*Supplied passage*:
- - -

Events

Thursday, February 9, 12

At War with Truong Tran   - san francisco
FaceTime   - ny

COLUMNS

––What is your outstanding memory of the apartment?

Cohen: I slept with the windows open. I liked the city sounds, the voices in the street, the sirens well into the night. In my memory, the windows were huge. They extended up nearly to the ceiling and came down almost to the floor. One windy night, the cross breezes churned up so wildly they lifted the covers right off me. Up they’d go, the covers, hovering a good quarter-inch above the surface of my body; then they’d settle once more. Over and over, the wind made this dance, made the pale sheet and the thin blanket levitate in the darkness and float back down. I lay awake a long time, enchanted.

Ferris: All the kicking. I've never found another place like it for all the kicking.

Mattison: My outstanding memory is of the pleasure of living with those three women.  The apartment itself was nondescript, but I do remember cockroaches in the kitchen.  I also remember the playground of the nearby school, which was under my window.  I’d be awakened by the shouts of children, and I’d watch them.  The littlest ones chased one another like puppies, randomly, running in one direction until something made them run in another direction.  They were so different from graduate school!

- - -

*Raw data*:
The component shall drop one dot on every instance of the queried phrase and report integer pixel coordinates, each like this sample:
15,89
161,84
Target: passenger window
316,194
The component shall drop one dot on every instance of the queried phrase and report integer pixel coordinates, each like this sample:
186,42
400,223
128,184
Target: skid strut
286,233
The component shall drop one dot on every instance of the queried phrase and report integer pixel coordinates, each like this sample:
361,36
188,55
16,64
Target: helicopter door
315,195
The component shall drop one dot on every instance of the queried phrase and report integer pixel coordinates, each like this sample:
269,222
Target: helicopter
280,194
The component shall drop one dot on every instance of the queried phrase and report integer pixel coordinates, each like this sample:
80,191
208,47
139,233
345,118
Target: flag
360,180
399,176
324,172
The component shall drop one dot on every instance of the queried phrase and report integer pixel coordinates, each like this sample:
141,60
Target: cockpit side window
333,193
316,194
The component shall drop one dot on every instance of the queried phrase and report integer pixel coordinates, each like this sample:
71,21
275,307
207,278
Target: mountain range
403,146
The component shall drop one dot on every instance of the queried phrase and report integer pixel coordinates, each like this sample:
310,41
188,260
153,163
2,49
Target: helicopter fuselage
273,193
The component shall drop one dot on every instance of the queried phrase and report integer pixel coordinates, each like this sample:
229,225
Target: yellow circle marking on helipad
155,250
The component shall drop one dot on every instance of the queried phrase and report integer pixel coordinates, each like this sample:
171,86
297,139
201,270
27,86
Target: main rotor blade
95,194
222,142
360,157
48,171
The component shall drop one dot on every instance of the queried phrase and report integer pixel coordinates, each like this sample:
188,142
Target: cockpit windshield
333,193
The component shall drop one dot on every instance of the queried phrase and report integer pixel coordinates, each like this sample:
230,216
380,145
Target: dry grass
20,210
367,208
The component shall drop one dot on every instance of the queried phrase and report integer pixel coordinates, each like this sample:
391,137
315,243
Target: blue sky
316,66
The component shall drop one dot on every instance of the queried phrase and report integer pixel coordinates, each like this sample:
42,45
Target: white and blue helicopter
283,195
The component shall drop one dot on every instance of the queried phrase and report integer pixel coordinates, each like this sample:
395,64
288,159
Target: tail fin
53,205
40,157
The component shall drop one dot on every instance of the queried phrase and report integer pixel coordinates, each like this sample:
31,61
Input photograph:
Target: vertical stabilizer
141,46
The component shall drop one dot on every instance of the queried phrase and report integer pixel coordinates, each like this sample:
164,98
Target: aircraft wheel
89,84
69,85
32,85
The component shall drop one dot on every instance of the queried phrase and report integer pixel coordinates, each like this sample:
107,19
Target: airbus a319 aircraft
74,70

- - -

*Things to do*:
1) Can you print the passage about the apartment from "Thursday, February 9, 12" to "for all the kicking." word for word?
2) Will you carry on the passage about the apartment from the point where it stops?
The records have nothing to do with the passage about the apartment.

*Answers by task*:
1)
Thursday, February 9, 12

At War with Truong Tran   - san francisco
FaceTime   - ny

COLUMNS

––What is your outstanding memory of the apartment?

Cohen: I slept with the windows open. I liked the city sounds, the voices in the street, the sirens well into the night. In my memory, the windows were huge. They extended up nearly to the ceiling and came down almost to the floor. One windy night, the cross breezes churned up so wildly they lifted the covers right off me. Up they’d go, the covers, hovering a good quarter-inch above the surface of my body; then they’d settle once more. Over and over, the wind made this dance, made the pale sheet and the thin blanket levitate in the darkness and float back down. I lay awake a long time, enchanted.

Ferris: All the kicking. I've never found another place like it for all the kicking.

2)
Packer: I lived there for five years, so I don't think I have a single outstanding memory.  Two images come to mind:  I'm sitting at my little gate-leg table and reading the vast Sunday edition of the New York Times, always in the same order:  Arts and Leisure first, then Magazine, then Book Review.  I must've done this two hundred times.  The second is cooking in the tiny kitchen.  There was only just room to turn around from the stove and sink and chop or stir something on the butcher block cart I'd installed.  But I threw my first dinner parties in that apartment and I remember assembling multi-course complex dinners in that kitchen, despite having to put the dirty dishes on the floor sometimes to make room for my work.


––How did your tenancy end?


Cohen: The loneliness, the self-made loneliness, began to unnerve me. My slide into an almost monkish existence came to seem like it might be an unhealthy indulgence. I picked up and moved to Brooklyn.

Ferris: In tears, heartache, superstition, anguish and death.

Mattison: At the end of the academic year, all my roommates got married.  I wrote a poem I didn’t show them, of which the first line was “Three roommates had I, and they all got married. . . .”  We were bridesmaids in one wedding in Kentucky, and we all went to the second one in New Jersey, but I was spending the summer traveling in Europe—which cost almost nothing in those days—and I missed the third.   As they announced their engagements, one by one, I felt a little strange, but only a little.  In the fall I rented a studio apartment of my own, a block away. and finally lived alone.

Packer: I let go of the apartment when I decided to leave New York and enroll in the Iowa Writers' Workshop.  Much of the furniture wasn't worth trying to move, so I got some friends to help me carry it down to the sidewalk.  When we went back downstairs a little while later, every piece had been taken––by some recent arrival, I'd like to think, furnishing her first apartment.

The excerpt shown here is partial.